• EXCERPT:
Jonathan
Jonathan Author of Robopenguins

Side-channel Attacks Using the Chipwhisperer

I finally had a chance to dig into the chipwhisperer. It’s a learning tool to teach about hardware security vulnerabilities like Side-channel attacks.

Years ago, my awesome wife saw my interest in a random Kickstarter, and supported it for my birthday. Turns out it was one of the better ones and it came through. Unfortunately, I was busy with work at the time, and didn’t have a chance to dig into it until now.

The tools and documentation are actually pretty good. However, at least for me, I got a little lost in the process. This is exacerbated by the fact that they recently (amazingly for a Kickstarter, they’re still doing active development years later) revamped the interface to the device. Most of the tutorials on their site are out of date, which makes things a bit confusing.

While the basic idea and first few tutorials are explained pretty well, things started becoming less clear around the 3rd tutorial. I ended up needing to get a copy of a textbook on the subject to understand some of the terms and unexplained details.

Overview

I’ll be talking about my experience setting up and using the chipwhisperer-lite, but it seems like they keep things consistent between hardware revisions for the most part.

Solution 5

At a high level the board has two parts:

  • An analyzer that uses an analog to digital converter (ADC) to measure power fluctuations
  • A target board that acts like the victim to be “attacked”

For my board, the analyzer is a combination of a SAM3U USB interface chip and a Xilinx Spartan FPGA. The SAM3U acts as the interface to the computer. It implements a USB-3 interface to rapidly dump the captured data to the PC you’re running the analysis with. It has upgradable firmware, but there isn’t an obvious way to check it with the new interface tools. The FPGA is what actually interfaces with the ADC and does the low latency capture. It is programmed for each use, so it’s version is handled automatically as part of the rest of the tool chain.

• WHAT THE TASK REQUIRES: Please reproduce the stretch of the Chipwhisperer post from "Side-channel Attacks Using" through "a bit confusing.", word for word. The listing has no connection to the Chipwhisperer post.

• PROVIDED RECORDS:
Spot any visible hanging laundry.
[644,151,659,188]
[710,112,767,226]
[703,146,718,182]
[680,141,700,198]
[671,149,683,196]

• FINAL RESULT:
Side-channel Attacks Using the Chipwhisperer

I finally had a chance to dig into the chipwhisperer. It’s a learning tool to teach about hardware security vulnerabilities like Side-channel attacks.

Years ago, my awesome wife saw my interest in a random Kickstarter, and supported it for my birthday. Turns out it was one of the better ones and it came through. Unfortunately, I was busy with work at the time, and didn’t have a chance to dig into it until now.

The tools and documentation are actually pretty good. However, at least for me, I got a little lost in the process. This is exacerbated by the fact that they recently (amazingly for a Kickstarter, they’re still doing active development years later) revamped the interface to the device. Most of the tutorials on their site are out of date, which makes things a bit confusing.